## TASK TO COMPLETE
Starting with the line that contains "identify the grass" (that line included) and ending with the final line of the items, convert each line into a JSON list of strings, one string per line, omitting blank lines. Include no other lines.

:::::

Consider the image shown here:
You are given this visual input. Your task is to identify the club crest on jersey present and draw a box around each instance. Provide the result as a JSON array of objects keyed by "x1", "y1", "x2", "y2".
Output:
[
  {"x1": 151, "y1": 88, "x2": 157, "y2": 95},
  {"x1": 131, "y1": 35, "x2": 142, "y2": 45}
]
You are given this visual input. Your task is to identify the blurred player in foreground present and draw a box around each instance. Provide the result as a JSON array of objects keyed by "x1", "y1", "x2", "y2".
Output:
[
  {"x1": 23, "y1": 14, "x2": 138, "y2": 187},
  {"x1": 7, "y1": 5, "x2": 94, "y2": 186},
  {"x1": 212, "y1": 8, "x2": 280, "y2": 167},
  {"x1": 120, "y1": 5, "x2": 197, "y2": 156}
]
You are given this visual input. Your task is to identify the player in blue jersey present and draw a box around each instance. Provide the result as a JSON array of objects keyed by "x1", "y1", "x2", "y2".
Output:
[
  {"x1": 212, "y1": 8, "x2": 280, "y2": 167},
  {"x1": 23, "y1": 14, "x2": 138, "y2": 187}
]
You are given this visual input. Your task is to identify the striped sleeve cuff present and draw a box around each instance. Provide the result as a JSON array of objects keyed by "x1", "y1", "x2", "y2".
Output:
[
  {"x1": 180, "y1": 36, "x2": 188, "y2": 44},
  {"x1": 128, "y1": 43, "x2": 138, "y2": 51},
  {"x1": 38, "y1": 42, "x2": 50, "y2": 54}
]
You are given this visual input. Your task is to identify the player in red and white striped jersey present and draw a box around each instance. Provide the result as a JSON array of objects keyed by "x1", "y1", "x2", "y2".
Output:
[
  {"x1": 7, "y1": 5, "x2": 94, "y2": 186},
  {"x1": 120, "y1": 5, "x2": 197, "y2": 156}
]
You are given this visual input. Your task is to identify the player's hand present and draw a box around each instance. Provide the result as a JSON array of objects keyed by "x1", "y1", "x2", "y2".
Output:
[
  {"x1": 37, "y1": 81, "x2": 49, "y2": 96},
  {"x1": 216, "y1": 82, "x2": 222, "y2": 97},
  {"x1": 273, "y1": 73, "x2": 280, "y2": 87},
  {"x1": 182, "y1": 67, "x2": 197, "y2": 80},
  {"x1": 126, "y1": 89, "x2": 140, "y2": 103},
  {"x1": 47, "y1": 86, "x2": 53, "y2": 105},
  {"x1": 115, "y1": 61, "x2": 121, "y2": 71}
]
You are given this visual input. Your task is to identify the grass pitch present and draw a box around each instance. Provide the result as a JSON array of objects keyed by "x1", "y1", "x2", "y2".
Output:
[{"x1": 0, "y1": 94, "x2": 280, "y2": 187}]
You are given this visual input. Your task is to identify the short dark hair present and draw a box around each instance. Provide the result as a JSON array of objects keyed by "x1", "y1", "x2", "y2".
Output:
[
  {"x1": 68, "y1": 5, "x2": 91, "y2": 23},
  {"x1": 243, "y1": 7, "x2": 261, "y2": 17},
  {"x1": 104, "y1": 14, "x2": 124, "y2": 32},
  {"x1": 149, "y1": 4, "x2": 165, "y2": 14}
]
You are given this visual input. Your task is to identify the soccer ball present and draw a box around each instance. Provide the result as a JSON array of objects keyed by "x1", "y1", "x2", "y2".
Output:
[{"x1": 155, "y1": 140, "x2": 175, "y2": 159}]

:::::

## COMPLETED EXERCISE
[
  "You are given this visual input. Your task is to identify the grass pitch present and draw a box around each instance. Provide the result as a JSON array of objects keyed by \"x1\", \"y1\", \"x2\", \"y2\".",
  "Output:",
  "[{\"x1\": 0, \"y1\": 94, \"x2\": 280, \"y2\": 187}]",
  "You are given this visual input. Your task is to identify the short dark hair present and draw a box around each instance. Provide the result as a JSON array of objects keyed by \"x1\", \"y1\", \"x2\", \"y2\".",
  "Output:",
  "[",
  "  {\"x1\": 68, \"y1\": 5, \"x2\": 91, \"y2\": 23},",
  "  {\"x1\": 243, \"y1\": 7, \"x2\": 261, \"y2\": 17},",
  "  {\"x1\": 104, \"y1\": 14, \"x2\": 124, \"y2\": 32},",
  "  {\"x1\": 149, \"y1\": 4, \"x2\": 165, \"y2\": 14}",
  "]",
  "You are given this visual input. Your task is to identify the soccer ball present and draw a box around each instance. Provide the result as a JSON array of objects keyed by \"x1\", \"y1\", \"x2\", \"y2\".",
  "Output:",
  "[{\"x1\": 155, \"y1\": 140, \"x2\": 175, \"y2\": 159}]"
]